[[ EXTRACTED INFORMATION, beginning ]]

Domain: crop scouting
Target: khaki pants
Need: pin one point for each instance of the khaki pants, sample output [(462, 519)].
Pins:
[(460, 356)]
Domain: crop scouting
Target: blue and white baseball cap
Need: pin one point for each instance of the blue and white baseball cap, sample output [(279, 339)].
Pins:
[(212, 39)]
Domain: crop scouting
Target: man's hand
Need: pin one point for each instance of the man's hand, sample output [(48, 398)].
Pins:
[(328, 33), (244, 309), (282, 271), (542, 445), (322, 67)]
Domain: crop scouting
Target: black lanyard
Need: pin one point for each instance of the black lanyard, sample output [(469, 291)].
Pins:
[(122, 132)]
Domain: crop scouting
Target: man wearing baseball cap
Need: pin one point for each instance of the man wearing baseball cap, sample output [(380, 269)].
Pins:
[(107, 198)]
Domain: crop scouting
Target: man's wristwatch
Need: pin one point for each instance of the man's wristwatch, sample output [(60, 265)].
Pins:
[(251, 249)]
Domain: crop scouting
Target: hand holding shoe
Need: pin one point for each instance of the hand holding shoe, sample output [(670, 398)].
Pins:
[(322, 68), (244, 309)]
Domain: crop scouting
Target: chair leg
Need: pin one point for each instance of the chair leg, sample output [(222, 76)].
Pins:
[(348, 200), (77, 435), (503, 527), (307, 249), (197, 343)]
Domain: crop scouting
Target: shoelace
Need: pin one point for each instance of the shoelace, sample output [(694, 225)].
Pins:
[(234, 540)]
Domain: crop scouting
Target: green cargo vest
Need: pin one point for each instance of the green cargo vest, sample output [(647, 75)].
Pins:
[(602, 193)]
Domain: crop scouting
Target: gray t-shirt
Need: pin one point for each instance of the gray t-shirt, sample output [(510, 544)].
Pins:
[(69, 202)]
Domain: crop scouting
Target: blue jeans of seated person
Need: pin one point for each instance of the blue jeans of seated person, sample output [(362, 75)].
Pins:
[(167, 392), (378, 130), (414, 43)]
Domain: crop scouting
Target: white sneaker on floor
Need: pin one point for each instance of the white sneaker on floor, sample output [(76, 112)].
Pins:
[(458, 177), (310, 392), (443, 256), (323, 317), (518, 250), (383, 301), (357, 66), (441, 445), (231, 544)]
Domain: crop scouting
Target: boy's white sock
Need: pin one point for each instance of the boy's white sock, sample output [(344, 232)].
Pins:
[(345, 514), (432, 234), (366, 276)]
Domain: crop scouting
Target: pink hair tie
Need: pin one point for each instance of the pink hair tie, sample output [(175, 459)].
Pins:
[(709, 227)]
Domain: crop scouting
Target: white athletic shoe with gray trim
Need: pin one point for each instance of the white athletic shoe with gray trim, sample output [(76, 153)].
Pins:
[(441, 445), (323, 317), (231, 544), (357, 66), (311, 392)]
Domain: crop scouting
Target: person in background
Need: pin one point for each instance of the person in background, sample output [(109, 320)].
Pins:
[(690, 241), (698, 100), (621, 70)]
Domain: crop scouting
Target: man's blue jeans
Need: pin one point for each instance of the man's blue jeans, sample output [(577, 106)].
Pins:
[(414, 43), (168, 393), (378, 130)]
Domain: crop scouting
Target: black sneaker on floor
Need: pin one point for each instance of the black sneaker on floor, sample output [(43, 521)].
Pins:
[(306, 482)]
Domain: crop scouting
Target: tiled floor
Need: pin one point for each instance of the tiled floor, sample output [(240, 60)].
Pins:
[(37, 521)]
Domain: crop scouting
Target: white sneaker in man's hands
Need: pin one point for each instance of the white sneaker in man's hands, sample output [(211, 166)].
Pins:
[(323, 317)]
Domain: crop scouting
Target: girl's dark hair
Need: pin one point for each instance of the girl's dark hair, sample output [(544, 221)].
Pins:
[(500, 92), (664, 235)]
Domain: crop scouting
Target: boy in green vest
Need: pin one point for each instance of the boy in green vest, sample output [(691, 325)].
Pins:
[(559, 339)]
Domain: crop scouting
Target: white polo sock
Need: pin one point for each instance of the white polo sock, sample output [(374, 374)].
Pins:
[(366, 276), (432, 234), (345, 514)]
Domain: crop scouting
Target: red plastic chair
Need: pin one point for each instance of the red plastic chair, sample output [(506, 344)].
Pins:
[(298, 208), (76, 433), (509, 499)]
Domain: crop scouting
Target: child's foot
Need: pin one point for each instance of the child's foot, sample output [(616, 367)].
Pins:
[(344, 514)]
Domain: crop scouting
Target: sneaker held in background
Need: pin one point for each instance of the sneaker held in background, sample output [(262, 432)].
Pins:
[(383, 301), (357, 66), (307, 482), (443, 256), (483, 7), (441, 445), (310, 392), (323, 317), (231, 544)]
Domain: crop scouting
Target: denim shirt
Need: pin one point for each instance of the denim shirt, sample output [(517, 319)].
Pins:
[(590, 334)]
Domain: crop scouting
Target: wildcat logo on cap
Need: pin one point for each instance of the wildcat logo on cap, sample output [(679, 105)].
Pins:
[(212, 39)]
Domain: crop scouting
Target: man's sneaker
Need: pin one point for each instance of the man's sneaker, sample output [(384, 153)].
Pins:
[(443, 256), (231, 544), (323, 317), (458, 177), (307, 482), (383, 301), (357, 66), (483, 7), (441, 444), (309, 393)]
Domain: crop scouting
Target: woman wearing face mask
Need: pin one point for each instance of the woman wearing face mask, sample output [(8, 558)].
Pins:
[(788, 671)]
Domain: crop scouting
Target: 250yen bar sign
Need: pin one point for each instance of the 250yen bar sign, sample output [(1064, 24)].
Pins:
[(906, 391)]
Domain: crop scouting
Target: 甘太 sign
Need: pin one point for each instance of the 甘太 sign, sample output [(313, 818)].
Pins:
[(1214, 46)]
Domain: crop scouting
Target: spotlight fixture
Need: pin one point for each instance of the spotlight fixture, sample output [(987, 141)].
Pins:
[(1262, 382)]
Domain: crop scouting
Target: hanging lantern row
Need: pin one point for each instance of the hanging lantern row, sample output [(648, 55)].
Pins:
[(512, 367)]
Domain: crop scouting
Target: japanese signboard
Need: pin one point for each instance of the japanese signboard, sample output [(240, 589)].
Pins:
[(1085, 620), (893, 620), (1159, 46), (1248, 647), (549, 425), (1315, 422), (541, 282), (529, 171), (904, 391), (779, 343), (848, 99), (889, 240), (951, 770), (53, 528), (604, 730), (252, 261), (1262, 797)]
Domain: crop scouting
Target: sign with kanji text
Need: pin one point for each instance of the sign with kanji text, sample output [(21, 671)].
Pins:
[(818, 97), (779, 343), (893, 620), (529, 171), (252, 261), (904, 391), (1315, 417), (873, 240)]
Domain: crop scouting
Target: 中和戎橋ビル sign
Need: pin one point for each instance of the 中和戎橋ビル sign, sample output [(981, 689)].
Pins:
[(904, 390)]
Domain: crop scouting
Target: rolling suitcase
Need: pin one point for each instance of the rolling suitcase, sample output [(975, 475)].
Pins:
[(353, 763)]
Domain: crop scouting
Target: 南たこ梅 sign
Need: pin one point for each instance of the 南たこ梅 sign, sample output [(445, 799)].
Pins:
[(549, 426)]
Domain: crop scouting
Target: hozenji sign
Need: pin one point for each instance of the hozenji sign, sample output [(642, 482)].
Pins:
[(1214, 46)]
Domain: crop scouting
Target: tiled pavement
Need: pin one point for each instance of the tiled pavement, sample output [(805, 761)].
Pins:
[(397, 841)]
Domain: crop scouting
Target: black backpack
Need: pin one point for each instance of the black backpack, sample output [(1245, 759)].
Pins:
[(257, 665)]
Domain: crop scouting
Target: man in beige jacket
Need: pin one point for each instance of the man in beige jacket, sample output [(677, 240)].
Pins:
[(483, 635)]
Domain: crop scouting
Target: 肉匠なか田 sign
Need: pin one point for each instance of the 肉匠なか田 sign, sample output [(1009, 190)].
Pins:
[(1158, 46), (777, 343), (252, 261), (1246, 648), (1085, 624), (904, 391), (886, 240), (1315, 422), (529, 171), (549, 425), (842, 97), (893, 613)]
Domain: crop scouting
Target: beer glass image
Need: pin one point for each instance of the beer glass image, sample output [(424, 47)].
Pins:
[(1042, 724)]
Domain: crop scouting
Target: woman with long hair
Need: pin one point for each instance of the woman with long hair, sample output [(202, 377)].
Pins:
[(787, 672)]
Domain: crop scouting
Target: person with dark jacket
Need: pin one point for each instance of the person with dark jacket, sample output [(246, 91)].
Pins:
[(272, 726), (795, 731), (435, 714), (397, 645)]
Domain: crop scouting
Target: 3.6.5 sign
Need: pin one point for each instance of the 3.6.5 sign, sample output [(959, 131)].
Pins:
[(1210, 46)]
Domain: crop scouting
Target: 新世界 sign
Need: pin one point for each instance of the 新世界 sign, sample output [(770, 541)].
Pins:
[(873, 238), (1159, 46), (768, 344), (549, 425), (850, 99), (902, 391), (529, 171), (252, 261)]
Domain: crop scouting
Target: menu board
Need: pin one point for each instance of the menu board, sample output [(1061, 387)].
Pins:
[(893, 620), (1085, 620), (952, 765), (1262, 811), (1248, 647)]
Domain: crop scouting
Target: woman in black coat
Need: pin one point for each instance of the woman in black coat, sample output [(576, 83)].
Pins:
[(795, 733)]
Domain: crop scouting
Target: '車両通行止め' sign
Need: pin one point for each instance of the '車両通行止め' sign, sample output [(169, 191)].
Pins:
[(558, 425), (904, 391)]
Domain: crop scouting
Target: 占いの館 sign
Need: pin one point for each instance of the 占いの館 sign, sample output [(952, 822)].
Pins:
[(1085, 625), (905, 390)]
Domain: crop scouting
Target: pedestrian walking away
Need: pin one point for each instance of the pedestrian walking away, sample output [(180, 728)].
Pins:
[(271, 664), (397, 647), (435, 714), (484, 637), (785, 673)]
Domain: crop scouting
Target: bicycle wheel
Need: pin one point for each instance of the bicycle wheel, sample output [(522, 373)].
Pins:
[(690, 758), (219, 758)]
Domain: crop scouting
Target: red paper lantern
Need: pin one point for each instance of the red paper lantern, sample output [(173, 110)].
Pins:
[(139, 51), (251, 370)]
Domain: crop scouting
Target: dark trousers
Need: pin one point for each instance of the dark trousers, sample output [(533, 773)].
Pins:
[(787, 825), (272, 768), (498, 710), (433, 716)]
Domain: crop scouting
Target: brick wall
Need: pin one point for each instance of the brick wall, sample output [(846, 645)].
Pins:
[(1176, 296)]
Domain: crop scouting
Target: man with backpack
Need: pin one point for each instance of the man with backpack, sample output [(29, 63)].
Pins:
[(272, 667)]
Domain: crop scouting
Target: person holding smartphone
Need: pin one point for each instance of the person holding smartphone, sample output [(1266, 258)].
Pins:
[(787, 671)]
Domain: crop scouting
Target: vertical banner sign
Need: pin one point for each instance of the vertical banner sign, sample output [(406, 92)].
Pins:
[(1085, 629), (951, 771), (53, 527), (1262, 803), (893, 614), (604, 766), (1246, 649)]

[[ EXTRACTED INFORMATION, end ]]

* [TASK PROMPT] Go through the records above, find every line with the word "hanging", and list those lines.

* [EXERCISE RESPONSE]
Target: hanging lantern row
Need: pin one point for each instance of the hanging lantern row, sample output [(648, 55)].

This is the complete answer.